─── Bloc de texte
Ou « comment payer deux fois le coût de son installation en 10 ans » ?
Pour bien comprendre le mécanisme, nous allons prendre l’exemple d’une installation de 5 KWc qui produirait 5000 kWh (les chiffres sont grossièrement arrondis, ce qui importe ici, c’est la logique financière sous-jacente).
Imaginons que vous n’ayez pas le montant à investir.
Vous vous adressez à votre organisme bancaire pour contracter, à votre nom, un emprunt de 15.000€. Montant que vous versez à l'intermédiaire qui se charge de trouver le sous-traitant qui réalisera pour vous les travaux.
Bien sûr, l’entreprise s’engage à financer l’emprunt en approvisionnant le compte servant à en supporter la charge. Imaginons un remboursement de 160€/mois sur 120 périodes (coût réel : 19.200€)
Fort bien, mais cette entreprise n’étant pas philanthropique, vous allez vous engager, d’une part à lui rétrocéder l’avantage fiscal lié à l’opération et la totalité des certificats verts sur une période de 10 ans (=durée maximale). Soit, environ 6.000€ d’avantage fiscal [1] et, sur 10 ans, 27.000€ liés à la revente des certificats verts (22.500€* à partir du 1er septembre 2012). Nous avons pris le prix plancher garanti du certificat vert (65€) pour nos calculs.
──────
─── Extraits de données
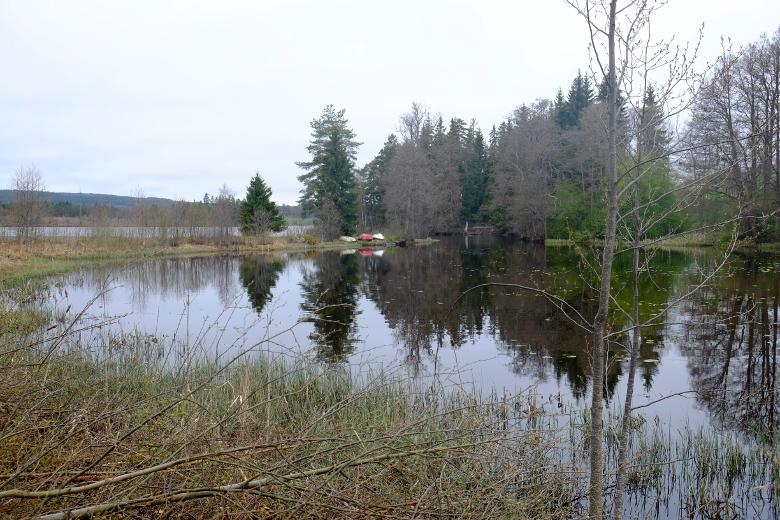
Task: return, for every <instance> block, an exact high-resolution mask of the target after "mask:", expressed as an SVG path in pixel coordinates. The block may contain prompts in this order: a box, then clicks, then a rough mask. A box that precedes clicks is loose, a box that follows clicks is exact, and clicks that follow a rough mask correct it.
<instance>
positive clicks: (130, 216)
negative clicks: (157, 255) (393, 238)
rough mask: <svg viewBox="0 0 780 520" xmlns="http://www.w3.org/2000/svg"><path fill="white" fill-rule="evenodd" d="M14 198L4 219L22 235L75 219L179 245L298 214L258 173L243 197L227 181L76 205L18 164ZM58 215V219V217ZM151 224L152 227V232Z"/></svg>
mask: <svg viewBox="0 0 780 520" xmlns="http://www.w3.org/2000/svg"><path fill="white" fill-rule="evenodd" d="M11 188H12V190H11V192H12V200H11V201H10V203H8V204H3V205H0V224H4V225H6V226H10V227H13V228H14V229H15V230H16V237H17V239H19V240H21V241H27V240H30V239H32V238H35V237H36V236H37V235H38V234H39V231H40V228H41V227H43V226H45V225H57V224H71V225H77V226H87V227H92V228H97V229H102V228H110V227H117V226H129V227H134V228H137V230H138V237H139V238H144V239H147V238H154V239H160V240H162V241H164V242H166V243H170V244H172V245H176V244H177V243H179V242H180V241H182V240H184V239H188V240H190V241H195V242H197V241H211V242H228V241H231V240H233V239H234V238H235V237H236V233H235V229H236V228H238V229H239V230H240V231H241V233H242V234H243V235H247V236H254V237H256V238H257V239H263V238H264V237H265V236H266V235H267V234H268V233H270V232H278V231H282V230H283V229H284V228H285V227H286V226H287V223H286V219H285V216H284V215H285V214H286V215H289V216H290V217H296V216H297V217H299V216H300V213H299V212H297V208H294V207H290V206H285V207H282V208H281V209H280V208H279V207H277V205H276V204H275V203H274V202H273V200H271V197H272V192H271V188H270V187H269V186H268V184H267V183H266V182H265V181H264V180H263V178H262V177H261V176H260V174H259V173H256V174H255V176H254V177H252V179H251V180H250V183H249V186H248V188H247V193H246V197H245V198H244V199H240V198H237V197H236V195H235V193H234V192H233V191H232V190H231V189H230V188H229V187H228V186H227V185H226V184H223V185H222V187H221V188H220V189H219V191H218V193H217V195H213V196H212V195H209V194H208V193H206V194H205V195H204V197H203V199H202V200H200V201H185V200H178V201H170V202H169V203H165V204H160V203H158V199H151V202H150V199H147V198H146V197H145V196H144V194H143V192H142V191H140V190H139V192H138V193H137V194H136V196H135V203H134V204H133V205H132V206H129V207H116V206H109V205H107V204H102V203H94V204H90V205H75V204H73V203H71V202H50V201H46V200H45V198H44V193H45V189H46V188H45V183H44V181H43V176H42V174H41V171H40V170H39V169H38V168H36V167H35V166H29V167H22V168H19V169H18V170H17V171H16V173H15V174H14V176H13V178H12V182H11ZM57 218H59V220H57ZM149 229H152V230H154V232H152V233H150V232H149Z"/></svg>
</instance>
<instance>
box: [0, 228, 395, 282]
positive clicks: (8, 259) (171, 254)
mask: <svg viewBox="0 0 780 520" xmlns="http://www.w3.org/2000/svg"><path fill="white" fill-rule="evenodd" d="M355 247H356V244H354V243H345V242H317V243H313V244H308V243H306V242H302V241H298V240H297V238H296V237H277V238H273V239H269V240H267V241H265V242H263V243H257V242H255V240H254V239H253V238H248V237H246V238H244V237H236V238H235V240H232V241H231V242H230V243H229V244H209V243H188V242H181V243H176V244H175V245H171V244H169V243H165V242H160V241H159V240H141V239H136V238H124V237H115V236H102V237H101V236H94V237H78V238H46V237H43V238H38V239H35V240H33V241H31V242H26V243H22V242H19V241H16V240H14V239H9V238H0V289H2V288H8V287H17V286H19V285H21V284H24V283H29V282H31V281H35V280H40V279H42V278H45V277H47V276H54V275H58V274H63V273H66V272H69V271H73V270H75V269H79V268H83V267H85V266H96V265H101V264H122V263H126V262H133V261H140V260H146V259H149V258H167V257H174V256H180V257H186V256H206V255H215V254H245V253H253V254H256V253H275V252H298V251H313V250H328V249H351V248H355ZM359 247H386V244H384V243H377V244H369V245H366V244H361V245H359Z"/></svg>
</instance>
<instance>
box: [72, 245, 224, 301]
mask: <svg viewBox="0 0 780 520" xmlns="http://www.w3.org/2000/svg"><path fill="white" fill-rule="evenodd" d="M237 265H238V261H237V260H235V259H232V258H225V257H219V256H211V257H203V258H169V259H156V260H150V261H147V262H138V263H129V264H127V265H124V266H122V268H121V269H117V268H116V267H111V266H108V267H96V268H94V269H89V270H87V271H85V272H84V273H82V274H81V276H80V277H79V278H77V277H75V276H73V277H71V279H70V280H69V283H70V284H72V285H75V286H83V287H87V288H92V289H94V290H95V291H96V292H97V291H99V290H101V288H102V286H103V284H104V283H105V281H106V279H108V280H109V283H110V285H111V286H116V285H121V286H124V287H125V289H126V290H127V294H129V295H130V296H131V297H132V304H133V307H134V308H136V309H144V308H145V307H146V305H147V302H148V299H149V297H150V296H151V295H160V296H162V297H163V298H175V299H177V300H184V299H186V297H187V295H188V294H192V293H197V292H200V291H202V290H203V289H205V288H206V287H209V286H214V287H216V289H217V292H218V294H219V297H220V302H221V303H222V304H223V305H230V304H232V303H233V302H234V300H235V297H236V292H235V291H236V283H235V272H236V268H237ZM107 297H109V298H110V297H111V293H108V295H107Z"/></svg>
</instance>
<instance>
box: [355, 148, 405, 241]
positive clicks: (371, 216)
mask: <svg viewBox="0 0 780 520" xmlns="http://www.w3.org/2000/svg"><path fill="white" fill-rule="evenodd" d="M397 148H398V139H397V138H396V137H395V135H394V134H390V137H388V138H387V141H385V144H384V146H383V147H382V149H381V150H380V151H379V153H378V154H377V156H376V157H374V159H372V160H371V162H369V163H368V164H366V166H365V167H364V168H363V184H364V186H363V208H364V211H365V215H366V223H367V225H368V227H369V228H376V227H378V226H381V225H382V224H384V222H385V208H384V198H385V188H384V179H385V175H386V173H387V165H388V163H389V162H390V159H392V157H393V155H394V154H395V151H396V149H397Z"/></svg>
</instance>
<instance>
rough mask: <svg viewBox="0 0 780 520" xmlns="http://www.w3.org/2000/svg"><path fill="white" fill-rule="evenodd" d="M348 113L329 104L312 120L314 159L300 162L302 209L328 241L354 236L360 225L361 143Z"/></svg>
mask: <svg viewBox="0 0 780 520" xmlns="http://www.w3.org/2000/svg"><path fill="white" fill-rule="evenodd" d="M344 112H345V111H344V110H343V109H342V110H336V109H335V108H334V107H333V105H327V106H326V107H325V109H324V110H323V111H322V114H321V115H320V117H319V118H317V119H314V120H312V121H311V128H312V133H311V141H310V142H309V145H308V146H307V147H306V149H307V151H308V152H309V154H310V155H311V158H310V160H308V161H301V162H298V163H296V164H297V165H298V166H299V167H300V168H301V169H302V170H304V173H302V174H301V175H299V176H298V180H299V181H300V182H301V183H302V184H303V186H304V188H303V192H302V194H301V198H300V204H301V207H302V209H303V211H304V213H305V214H307V215H313V216H314V218H315V223H316V225H317V227H318V231H319V233H320V234H321V236H322V237H323V238H325V239H332V238H336V237H337V236H338V235H339V234H342V235H352V234H354V233H355V231H356V229H357V224H358V192H357V180H356V176H355V160H356V154H357V149H358V147H359V146H360V143H359V142H357V141H356V140H355V133H354V132H353V131H352V130H351V129H350V128H349V126H348V121H347V119H346V118H345V117H344ZM334 222H338V226H336V225H335V224H334Z"/></svg>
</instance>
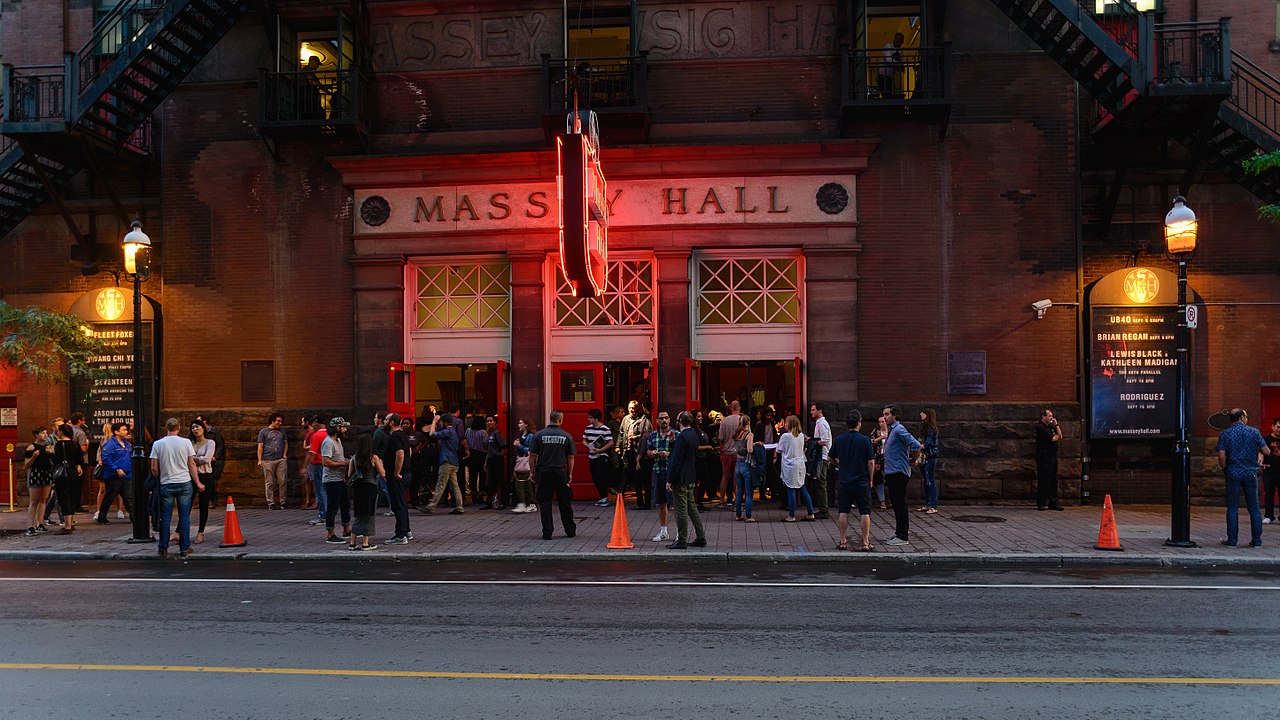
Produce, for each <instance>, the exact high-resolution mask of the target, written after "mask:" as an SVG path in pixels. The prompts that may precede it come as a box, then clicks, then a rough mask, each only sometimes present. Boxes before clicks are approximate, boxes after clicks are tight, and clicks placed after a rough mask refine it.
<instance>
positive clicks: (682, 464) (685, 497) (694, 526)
mask: <svg viewBox="0 0 1280 720" xmlns="http://www.w3.org/2000/svg"><path fill="white" fill-rule="evenodd" d="M678 421H680V434H677V436H676V441H675V442H673V443H672V445H671V457H669V459H668V460H667V489H668V491H671V492H672V493H673V495H675V500H676V542H673V543H671V544H668V546H667V548H669V550H685V548H686V547H689V546H690V544H691V546H694V547H707V533H705V532H704V530H703V519H701V516H700V515H699V514H698V506H696V500H695V497H696V495H698V465H696V464H698V433H696V432H695V430H694V415H692V413H689V411H687V410H686V411H684V413H681V414H680V418H678ZM690 519H692V521H694V532H695V533H696V537H695V539H694V541H692V542H687V541H689V520H690Z"/></svg>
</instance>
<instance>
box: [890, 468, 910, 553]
mask: <svg viewBox="0 0 1280 720" xmlns="http://www.w3.org/2000/svg"><path fill="white" fill-rule="evenodd" d="M910 479H911V475H908V474H906V473H890V474H887V475H884V484H886V486H888V497H890V501H891V502H892V503H893V534H895V536H897V537H900V538H902V539H911V538H910V537H908V536H909V533H910V532H911V512H910V510H908V509H906V483H908V480H910Z"/></svg>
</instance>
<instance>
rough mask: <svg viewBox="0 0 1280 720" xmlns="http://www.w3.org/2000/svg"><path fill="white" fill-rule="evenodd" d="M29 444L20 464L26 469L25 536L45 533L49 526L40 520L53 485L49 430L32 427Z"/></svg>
mask: <svg viewBox="0 0 1280 720" xmlns="http://www.w3.org/2000/svg"><path fill="white" fill-rule="evenodd" d="M31 438H32V439H31V445H28V446H27V452H26V454H24V456H23V461H22V466H23V469H24V470H27V493H28V495H29V497H28V500H29V502H28V503H27V537H28V538H33V537H36V533H47V532H49V528H46V527H45V524H44V523H42V521H41V514H42V512H44V510H45V503H46V502H49V493H50V492H51V491H52V487H54V475H52V471H54V454H52V452H51V451H50V448H49V443H47V442H46V441H47V439H49V430H47V429H46V428H32V430H31Z"/></svg>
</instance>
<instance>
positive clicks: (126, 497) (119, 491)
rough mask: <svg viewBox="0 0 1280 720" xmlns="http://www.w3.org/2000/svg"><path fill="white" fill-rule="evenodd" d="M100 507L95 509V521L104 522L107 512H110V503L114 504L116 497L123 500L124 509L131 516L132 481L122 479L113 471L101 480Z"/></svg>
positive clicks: (131, 498)
mask: <svg viewBox="0 0 1280 720" xmlns="http://www.w3.org/2000/svg"><path fill="white" fill-rule="evenodd" d="M102 486H104V489H102V505H100V506H99V509H97V519H99V520H106V514H108V511H110V510H111V503H113V502H115V498H116V497H123V498H124V509H125V510H127V511H128V512H129V515H131V516H132V515H133V480H132V479H129V478H122V477H119V475H116V474H115V473H114V471H113V473H111V474H110V475H109V477H108V478H106V479H105V480H102Z"/></svg>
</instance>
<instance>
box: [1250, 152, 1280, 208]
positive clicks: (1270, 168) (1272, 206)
mask: <svg viewBox="0 0 1280 720" xmlns="http://www.w3.org/2000/svg"><path fill="white" fill-rule="evenodd" d="M1243 165H1244V172H1247V173H1249V174H1254V176H1257V174H1261V173H1265V172H1267V170H1272V169H1276V168H1280V150H1272V151H1271V152H1263V154H1262V155H1254V156H1253V158H1249V159H1247V160H1244V163H1243ZM1258 217H1260V218H1265V219H1267V220H1271V222H1272V223H1280V205H1276V204H1272V205H1263V206H1262V208H1260V209H1258Z"/></svg>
──────
- _Essayez_: Poursuivez, s'il vous plaît, le texte sur le financement d'une installation photovoltaïque après sa dernière phrase. Les enregistrements n'ont aucun rôle ici.

- _Réponse_:
Votre installation vous aura donc coûté in fine (10 ans) entre 33.000 et 28.500€* (soit respectivement 172 à 148% du coût de financement de l’opération). L’intermédiaire aura lui financé 19.200€, il lui reste donc entre 13.800 et 9.300€ (toujours avec un CV à 65€) pour absorber ses coûts et prendre sa marge, qui, vous le concèderez, reste plantureuse…
Après dix années de ce régime, vous êtes pleinement propriétaire d’une installation en fin de vie (qui aura la charge du démontage/recyclage des panneaux?). Le seul avantage étant que vous n’aurez pas eu à assumer la charge administrative de votre dossier et aurez bénéficié d’une diminution de votre facture énergétique de l’ordre de 1.000€/an (pour un logement moyen). Que vous auriez de toute façon obtenue en gérant le dossier vous-même.
En cas de faillite de l’intermédiaire, vous devrez assumer pleinement la charge de l’emprunt, la revente des certificats verts[2] pour constater que finalement, ce n’est pas si compliqué et qu’il est nettement préférable de faire les bénéfices de l’opération soi-même !
Si vous aviez financé en cash l’opération en payant directement l’intermédiaire, vous auriez augmenté son chiffre d’affaires de 4200€. A la suite de tels montages, n'est-il pas normal que ces mécanismes fassent l'objet de mesures correctrices? Cela dit, le mécanisme en lui-même est intéressant et pourrait -pourquoi pas- donner des idées aux états en le faisant "tourner" dans une visée nettement moins mercantile, plus distributive et davantage orientée par des préoccupations écologiques.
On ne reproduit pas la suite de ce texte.